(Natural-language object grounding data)
● ● ● ● ● ● ●

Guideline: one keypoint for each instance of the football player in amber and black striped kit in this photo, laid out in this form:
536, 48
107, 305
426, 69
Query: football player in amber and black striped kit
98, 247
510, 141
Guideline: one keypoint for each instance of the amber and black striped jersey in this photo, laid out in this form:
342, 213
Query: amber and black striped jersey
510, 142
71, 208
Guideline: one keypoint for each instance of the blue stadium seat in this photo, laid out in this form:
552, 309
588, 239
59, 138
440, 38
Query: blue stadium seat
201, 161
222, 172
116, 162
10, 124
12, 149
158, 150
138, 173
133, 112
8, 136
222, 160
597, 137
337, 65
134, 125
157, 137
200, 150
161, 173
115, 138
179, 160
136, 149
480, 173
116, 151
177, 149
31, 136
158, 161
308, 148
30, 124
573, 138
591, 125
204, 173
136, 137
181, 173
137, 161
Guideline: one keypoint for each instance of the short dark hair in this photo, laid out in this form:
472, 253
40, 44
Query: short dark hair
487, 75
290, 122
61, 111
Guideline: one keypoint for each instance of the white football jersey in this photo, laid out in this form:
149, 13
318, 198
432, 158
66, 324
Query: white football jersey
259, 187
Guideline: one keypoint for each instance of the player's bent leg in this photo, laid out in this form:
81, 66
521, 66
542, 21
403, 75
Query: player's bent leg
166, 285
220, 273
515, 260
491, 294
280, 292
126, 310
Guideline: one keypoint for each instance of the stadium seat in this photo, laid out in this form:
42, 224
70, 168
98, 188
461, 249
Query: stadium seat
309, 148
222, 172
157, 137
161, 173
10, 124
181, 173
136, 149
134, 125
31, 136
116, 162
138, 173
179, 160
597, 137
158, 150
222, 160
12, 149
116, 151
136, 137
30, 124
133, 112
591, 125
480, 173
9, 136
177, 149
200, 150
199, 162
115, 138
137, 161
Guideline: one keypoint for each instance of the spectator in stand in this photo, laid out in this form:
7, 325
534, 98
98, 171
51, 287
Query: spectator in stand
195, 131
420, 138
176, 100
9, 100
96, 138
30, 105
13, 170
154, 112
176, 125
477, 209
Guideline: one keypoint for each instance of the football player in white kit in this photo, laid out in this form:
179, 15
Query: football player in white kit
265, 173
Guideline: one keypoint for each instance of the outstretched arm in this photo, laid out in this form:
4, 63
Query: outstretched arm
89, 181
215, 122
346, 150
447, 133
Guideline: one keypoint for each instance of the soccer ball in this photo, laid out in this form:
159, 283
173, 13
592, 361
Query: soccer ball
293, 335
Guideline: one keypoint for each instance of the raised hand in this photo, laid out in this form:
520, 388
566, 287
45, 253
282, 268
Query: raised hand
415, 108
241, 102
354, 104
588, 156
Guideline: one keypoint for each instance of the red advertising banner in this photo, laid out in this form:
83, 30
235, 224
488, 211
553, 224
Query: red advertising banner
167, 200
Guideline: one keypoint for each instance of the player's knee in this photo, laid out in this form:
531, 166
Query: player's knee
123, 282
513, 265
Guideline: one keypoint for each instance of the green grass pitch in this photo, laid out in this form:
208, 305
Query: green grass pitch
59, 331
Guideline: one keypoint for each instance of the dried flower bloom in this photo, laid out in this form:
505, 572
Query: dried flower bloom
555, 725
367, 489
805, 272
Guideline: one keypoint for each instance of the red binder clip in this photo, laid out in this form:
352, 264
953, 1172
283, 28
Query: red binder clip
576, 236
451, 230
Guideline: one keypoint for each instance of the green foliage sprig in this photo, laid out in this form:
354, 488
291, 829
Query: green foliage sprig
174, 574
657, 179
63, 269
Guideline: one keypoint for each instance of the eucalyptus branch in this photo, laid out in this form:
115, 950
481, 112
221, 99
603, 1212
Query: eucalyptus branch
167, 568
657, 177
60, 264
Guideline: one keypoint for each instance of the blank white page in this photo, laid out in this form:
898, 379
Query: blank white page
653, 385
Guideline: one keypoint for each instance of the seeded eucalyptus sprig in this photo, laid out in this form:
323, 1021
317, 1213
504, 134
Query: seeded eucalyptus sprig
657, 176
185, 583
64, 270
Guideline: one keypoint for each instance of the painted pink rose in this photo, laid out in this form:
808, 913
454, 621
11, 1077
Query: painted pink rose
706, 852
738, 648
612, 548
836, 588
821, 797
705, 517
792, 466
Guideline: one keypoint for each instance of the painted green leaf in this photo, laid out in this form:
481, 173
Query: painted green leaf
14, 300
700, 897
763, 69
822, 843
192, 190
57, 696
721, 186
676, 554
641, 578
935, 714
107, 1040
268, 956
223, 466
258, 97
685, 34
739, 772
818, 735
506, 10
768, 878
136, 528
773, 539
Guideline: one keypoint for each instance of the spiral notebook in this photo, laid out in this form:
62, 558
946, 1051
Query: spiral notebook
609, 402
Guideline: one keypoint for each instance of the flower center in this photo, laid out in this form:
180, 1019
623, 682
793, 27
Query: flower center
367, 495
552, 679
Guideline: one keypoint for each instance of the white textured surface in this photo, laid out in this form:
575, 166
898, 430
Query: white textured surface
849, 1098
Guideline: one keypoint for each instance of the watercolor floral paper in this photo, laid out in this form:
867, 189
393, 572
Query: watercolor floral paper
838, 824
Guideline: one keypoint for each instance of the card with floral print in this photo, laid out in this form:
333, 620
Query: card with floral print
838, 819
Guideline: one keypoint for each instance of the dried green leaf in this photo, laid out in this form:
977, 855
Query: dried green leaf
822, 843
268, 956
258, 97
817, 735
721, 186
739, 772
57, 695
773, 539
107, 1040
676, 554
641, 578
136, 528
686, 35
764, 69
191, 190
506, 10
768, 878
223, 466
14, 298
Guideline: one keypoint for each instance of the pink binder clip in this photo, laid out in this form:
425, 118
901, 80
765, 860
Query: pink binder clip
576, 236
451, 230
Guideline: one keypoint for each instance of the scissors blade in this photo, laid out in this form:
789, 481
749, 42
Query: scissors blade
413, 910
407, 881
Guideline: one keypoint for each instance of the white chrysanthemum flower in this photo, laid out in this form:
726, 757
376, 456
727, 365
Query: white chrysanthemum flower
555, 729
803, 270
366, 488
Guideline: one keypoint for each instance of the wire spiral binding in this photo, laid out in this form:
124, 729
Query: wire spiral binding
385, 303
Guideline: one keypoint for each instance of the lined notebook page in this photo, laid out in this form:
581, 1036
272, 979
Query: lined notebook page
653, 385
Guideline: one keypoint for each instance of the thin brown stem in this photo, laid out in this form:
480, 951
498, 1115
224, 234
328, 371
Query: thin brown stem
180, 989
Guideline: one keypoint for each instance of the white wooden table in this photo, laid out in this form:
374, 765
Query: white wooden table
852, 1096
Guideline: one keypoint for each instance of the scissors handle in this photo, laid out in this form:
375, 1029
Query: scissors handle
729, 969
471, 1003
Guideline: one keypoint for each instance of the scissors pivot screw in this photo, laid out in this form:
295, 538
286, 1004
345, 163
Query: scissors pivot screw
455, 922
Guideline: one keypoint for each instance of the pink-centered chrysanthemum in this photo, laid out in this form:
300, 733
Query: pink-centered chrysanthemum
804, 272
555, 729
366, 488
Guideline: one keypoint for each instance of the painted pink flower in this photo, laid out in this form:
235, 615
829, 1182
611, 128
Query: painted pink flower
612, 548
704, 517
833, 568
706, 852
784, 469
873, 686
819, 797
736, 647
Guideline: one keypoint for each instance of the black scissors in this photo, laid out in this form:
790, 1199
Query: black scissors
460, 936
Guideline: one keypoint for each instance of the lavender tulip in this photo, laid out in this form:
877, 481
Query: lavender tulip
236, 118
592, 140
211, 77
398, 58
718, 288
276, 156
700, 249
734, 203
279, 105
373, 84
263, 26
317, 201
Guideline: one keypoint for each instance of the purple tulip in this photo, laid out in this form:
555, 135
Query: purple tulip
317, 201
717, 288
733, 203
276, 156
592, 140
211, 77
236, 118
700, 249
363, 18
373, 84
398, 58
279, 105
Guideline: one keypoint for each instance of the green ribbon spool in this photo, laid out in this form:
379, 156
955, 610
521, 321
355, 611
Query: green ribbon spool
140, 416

● ● ● ● ● ● ●

Instructions for the task: Reproduce exactly the line bearing "Guideline: one keypoint for each instance of the black" and all the lines that come after it in the records above; add nothing.

Output below:
Guideline: one keypoint for each instance of the black scissors in this photo, laid out in this form:
790, 1199
Query: black scissors
460, 936
Guideline: one keypoint for each instance of the lavender tulip in this photo, laid out in this form:
877, 481
Query: lavender tulip
236, 118
592, 140
211, 77
398, 58
718, 288
276, 156
700, 249
734, 203
279, 105
373, 84
263, 26
317, 201
Guideline: one keypoint for each instance of the purple tulip in this photo, laid out in this form:
555, 135
Query: purple tulip
317, 201
717, 288
733, 203
276, 156
592, 140
211, 77
236, 118
700, 249
363, 18
373, 84
398, 58
279, 105
Guideline: one keypoint for each instance of the green ribbon spool in this photo, laid out in this form:
379, 156
955, 610
521, 321
355, 611
Query: green ribbon spool
140, 416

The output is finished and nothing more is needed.